• Exercise aim:
Print the lines below word for word, from the line with "Field-scouting task: mark every instance of the cloudy" up to and including the line with "point(353, 187)".

==*==

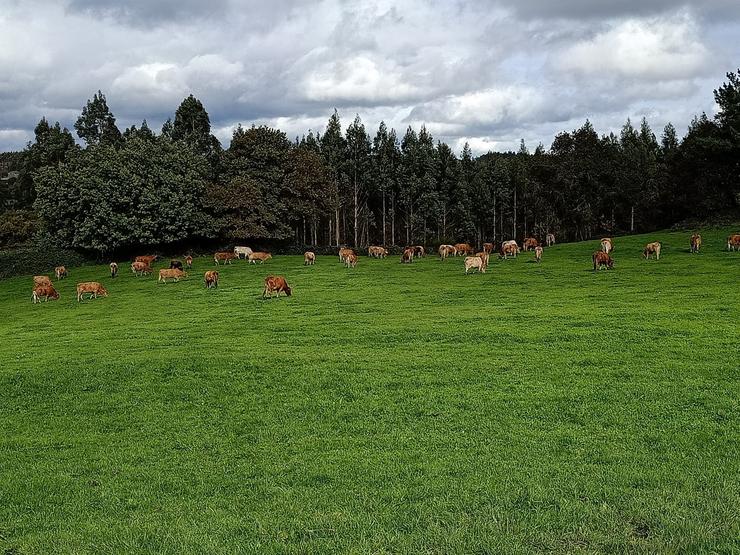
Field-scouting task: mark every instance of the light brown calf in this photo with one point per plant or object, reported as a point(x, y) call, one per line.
point(93, 288)
point(45, 292)
point(141, 268)
point(652, 249)
point(225, 257)
point(259, 257)
point(277, 285)
point(211, 278)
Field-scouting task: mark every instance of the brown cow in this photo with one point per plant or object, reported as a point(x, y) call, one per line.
point(92, 287)
point(172, 273)
point(446, 250)
point(225, 257)
point(475, 262)
point(44, 291)
point(147, 259)
point(652, 249)
point(259, 256)
point(41, 280)
point(344, 252)
point(350, 260)
point(508, 248)
point(530, 243)
point(141, 268)
point(277, 284)
point(695, 242)
point(602, 260)
point(211, 278)
point(463, 249)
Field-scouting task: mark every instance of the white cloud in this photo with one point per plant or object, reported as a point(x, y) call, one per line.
point(647, 49)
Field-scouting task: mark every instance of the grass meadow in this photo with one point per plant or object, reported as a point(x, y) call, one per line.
point(384, 409)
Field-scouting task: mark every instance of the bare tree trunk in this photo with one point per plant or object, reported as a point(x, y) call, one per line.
point(384, 243)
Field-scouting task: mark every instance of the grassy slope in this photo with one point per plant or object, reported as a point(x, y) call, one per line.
point(389, 408)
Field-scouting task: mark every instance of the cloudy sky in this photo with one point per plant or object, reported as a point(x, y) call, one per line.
point(487, 72)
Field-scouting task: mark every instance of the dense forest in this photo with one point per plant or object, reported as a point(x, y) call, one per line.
point(353, 187)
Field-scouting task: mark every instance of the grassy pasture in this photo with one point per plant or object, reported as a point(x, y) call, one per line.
point(384, 409)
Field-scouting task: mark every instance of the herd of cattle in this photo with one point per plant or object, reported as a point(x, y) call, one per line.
point(43, 289)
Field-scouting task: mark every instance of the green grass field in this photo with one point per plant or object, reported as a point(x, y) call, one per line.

==*==

• Written reply:
Field-scouting task: mark every instance of the cloudy sky in this photo with one point per plant or object, reported as a point(x, y) call, one per line.
point(487, 72)
Field-scouting task: mark every instance of the dense forest in this photo with one point per plant or object, reported as a point(x, y) call, one per line.
point(353, 187)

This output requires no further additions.